The entries below should be given again exactly, minus their pictures.

+++ RECORDS SHOWN

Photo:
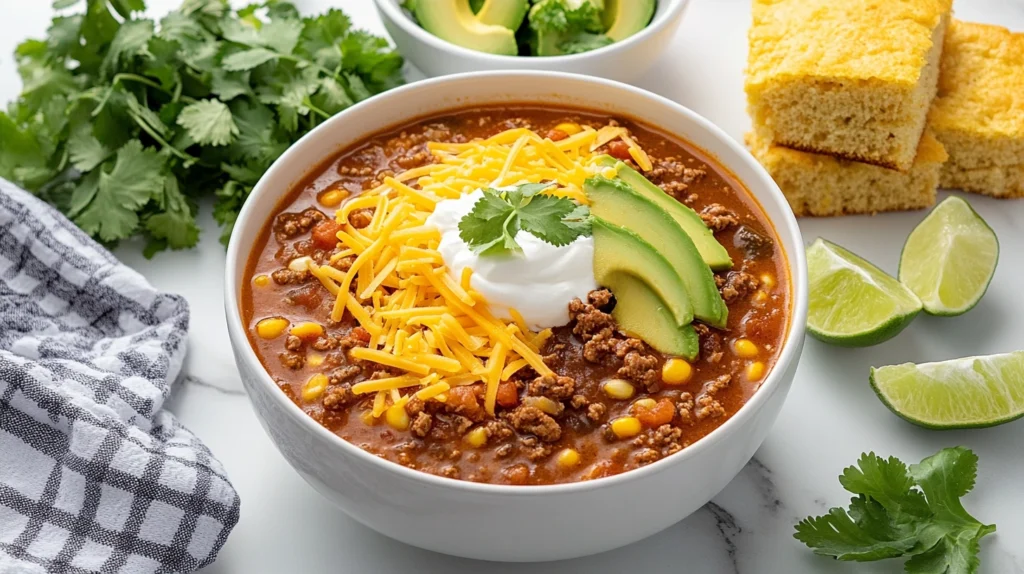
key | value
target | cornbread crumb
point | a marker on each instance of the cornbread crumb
(823, 185)
(853, 79)
(979, 112)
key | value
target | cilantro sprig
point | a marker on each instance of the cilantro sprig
(126, 124)
(492, 226)
(902, 511)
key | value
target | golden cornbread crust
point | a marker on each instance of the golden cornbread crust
(823, 185)
(997, 181)
(979, 112)
(852, 78)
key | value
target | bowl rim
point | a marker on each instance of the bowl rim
(296, 155)
(396, 14)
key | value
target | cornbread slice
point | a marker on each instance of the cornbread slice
(979, 112)
(849, 78)
(822, 185)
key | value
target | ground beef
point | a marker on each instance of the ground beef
(736, 285)
(337, 398)
(290, 225)
(718, 218)
(286, 276)
(529, 420)
(641, 368)
(358, 337)
(343, 373)
(360, 218)
(292, 360)
(553, 386)
(421, 425)
(685, 407)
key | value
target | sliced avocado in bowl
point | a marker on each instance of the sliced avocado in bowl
(640, 312)
(620, 205)
(507, 13)
(713, 253)
(625, 17)
(619, 251)
(454, 21)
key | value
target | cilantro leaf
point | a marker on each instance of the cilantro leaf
(904, 512)
(124, 123)
(209, 122)
(492, 226)
(136, 178)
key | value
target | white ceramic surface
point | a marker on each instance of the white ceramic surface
(625, 60)
(501, 522)
(829, 417)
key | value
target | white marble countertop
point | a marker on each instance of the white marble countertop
(830, 416)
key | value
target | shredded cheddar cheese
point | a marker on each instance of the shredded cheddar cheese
(433, 327)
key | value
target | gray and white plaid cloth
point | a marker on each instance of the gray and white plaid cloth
(94, 477)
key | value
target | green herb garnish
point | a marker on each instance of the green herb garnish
(497, 218)
(911, 512)
(124, 124)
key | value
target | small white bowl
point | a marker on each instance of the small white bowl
(626, 60)
(488, 521)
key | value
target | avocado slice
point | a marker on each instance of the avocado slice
(617, 251)
(621, 205)
(454, 21)
(640, 312)
(507, 13)
(712, 251)
(625, 17)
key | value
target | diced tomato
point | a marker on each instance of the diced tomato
(662, 413)
(555, 135)
(326, 234)
(619, 149)
(508, 394)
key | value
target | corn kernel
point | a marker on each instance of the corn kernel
(307, 329)
(645, 404)
(619, 389)
(333, 197)
(568, 128)
(271, 327)
(313, 388)
(396, 416)
(477, 437)
(626, 427)
(676, 371)
(568, 458)
(755, 370)
(744, 348)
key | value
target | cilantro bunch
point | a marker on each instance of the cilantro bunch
(125, 123)
(898, 511)
(492, 226)
(577, 24)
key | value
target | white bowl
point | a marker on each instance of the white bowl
(626, 60)
(498, 522)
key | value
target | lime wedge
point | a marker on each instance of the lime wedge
(949, 258)
(960, 394)
(854, 303)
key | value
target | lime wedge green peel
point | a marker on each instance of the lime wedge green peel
(967, 393)
(949, 259)
(854, 303)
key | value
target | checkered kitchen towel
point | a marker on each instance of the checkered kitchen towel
(94, 477)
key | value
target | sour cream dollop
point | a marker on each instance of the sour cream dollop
(538, 282)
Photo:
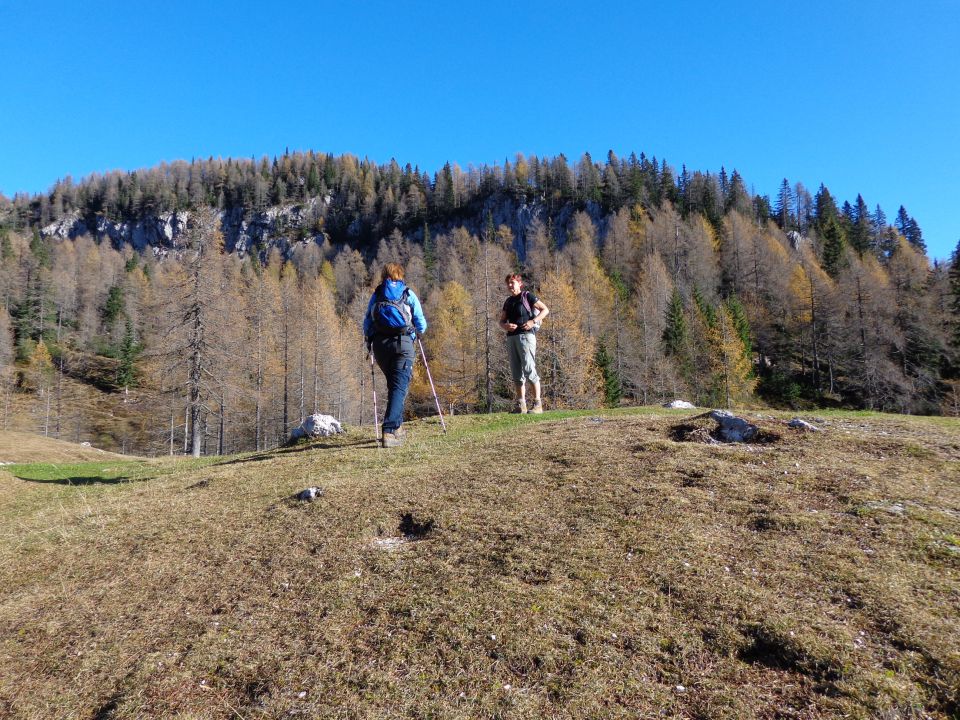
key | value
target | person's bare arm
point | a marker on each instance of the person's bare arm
(544, 311)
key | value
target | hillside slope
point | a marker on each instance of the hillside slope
(24, 447)
(518, 567)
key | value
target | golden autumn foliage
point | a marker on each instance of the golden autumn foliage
(565, 355)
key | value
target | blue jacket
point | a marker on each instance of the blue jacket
(392, 290)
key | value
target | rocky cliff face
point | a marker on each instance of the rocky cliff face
(241, 229)
(244, 230)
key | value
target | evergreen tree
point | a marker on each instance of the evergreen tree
(740, 323)
(114, 307)
(676, 336)
(955, 291)
(784, 205)
(861, 232)
(833, 245)
(612, 386)
(824, 207)
(129, 350)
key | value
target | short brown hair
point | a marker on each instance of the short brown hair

++++++

▶ [FINISHED TASK]
Photo:
key | value
target | cornbread crumb
point | a marker on each instance of the cornbread crumb
(823, 185)
(853, 79)
(979, 112)
key | value
target | cilantro sprig
point | a marker on each instance of the cilantro sprig
(126, 124)
(492, 226)
(902, 511)
key | value
target | golden cornbread crust
point | a marker on each instance of the golden cornbread crust
(823, 185)
(997, 181)
(979, 112)
(852, 78)
key | value
target | bowl rim
point | a marker on each instance of the bowl rim
(296, 155)
(396, 14)
key | value
target | cornbread slice
point | a marker on each instance of the cornbread slice
(979, 112)
(849, 78)
(822, 185)
key | value
target | ground beef
point | a marker on each instance of the ground beef
(736, 285)
(337, 398)
(290, 225)
(718, 218)
(286, 276)
(529, 420)
(641, 368)
(358, 337)
(343, 373)
(360, 218)
(292, 360)
(553, 386)
(421, 425)
(685, 407)
key | value
target | sliced avocado in bowl
point | a marker on each instance of the sliced avocado in bowl
(640, 312)
(620, 205)
(507, 13)
(713, 253)
(625, 17)
(619, 251)
(454, 21)
key | value
target | cilantro leaf
point | a marker on each instance of the cilantro leaf
(904, 512)
(124, 123)
(209, 122)
(492, 226)
(136, 178)
key | value
target | white ceramic surface
point | a marker on each instance of the white ceramic surface
(625, 60)
(501, 522)
(829, 417)
key | value
target | white marble countertop
point | a marker on each instance of the white marble countertop
(830, 416)
key | value
target | shredded cheddar cheese
point | a marker on each instance of the shredded cheddar cheese
(433, 327)
key | value
target | gray and white plaid cloth
point | a marker on each instance of the gray and white plaid cloth
(94, 477)
key | value
target | green herb garnish
point | a marker on each instance of the green herb garnish
(497, 218)
(911, 512)
(124, 124)
key | value
target | small white bowl
point | a marker on each instance of the small white bowl
(626, 60)
(488, 521)
key | value
target | avocado slice
point | a marker on each instance of the avocado slice
(617, 251)
(621, 205)
(454, 21)
(640, 312)
(507, 13)
(712, 251)
(625, 17)
key | value
target | diced tomato
point | a marker on each instance of the diced tomato
(662, 413)
(555, 135)
(326, 234)
(619, 149)
(508, 394)
key | value
target | corn kernel
point | a marker on each instance of the corn kernel
(307, 329)
(645, 404)
(619, 389)
(333, 197)
(568, 128)
(271, 327)
(313, 388)
(396, 416)
(477, 437)
(626, 427)
(676, 371)
(568, 458)
(755, 370)
(744, 348)
key | value
target | cilantro bunch
point | a marker on each instance of the cilantro bunch
(125, 123)
(898, 511)
(492, 226)
(577, 24)
key | value
target | white bowl
point | a marker on each instance of the white bowl
(626, 60)
(498, 522)
key | value
target | lime wedge
point | a marker on each instance of the lime wedge
(949, 258)
(960, 394)
(854, 303)
key | value
target | lime wedge green peel
point | a marker on each instance of the lime wedge green peel
(967, 393)
(949, 259)
(854, 303)
key | value
target | checkered kitchen towel
point | a marker on each instance of the checkered kitchen towel
(94, 477)
key | value
target | sour cream dollop
point | a marker on each instance of the sour cream dollop
(538, 282)
Photo:
key | value
target | person's bare arm
point | a marker on each instance of the person's bare arm
(544, 311)
key | value
target | hillside slope
point | a marker on each instance of the hillside slope
(24, 447)
(518, 567)
key | value
target | golden autumn foliage
point | a marker on each instance of the golden autumn foliage
(565, 355)
key | value
target | blue jacket
point | a marker on each instance of the blue jacket
(392, 290)
key | value
target | rocky cliff face
point | a marker on each instance of the rocky cliff face
(241, 229)
(244, 230)
key | value
target | evergreen tree
point | a marker on each instance of the evergreen tree
(740, 323)
(114, 307)
(676, 336)
(955, 291)
(784, 205)
(861, 232)
(833, 245)
(612, 386)
(824, 207)
(129, 350)
key | value
target | short brown hair
point | a marker on each instance of the short brown hair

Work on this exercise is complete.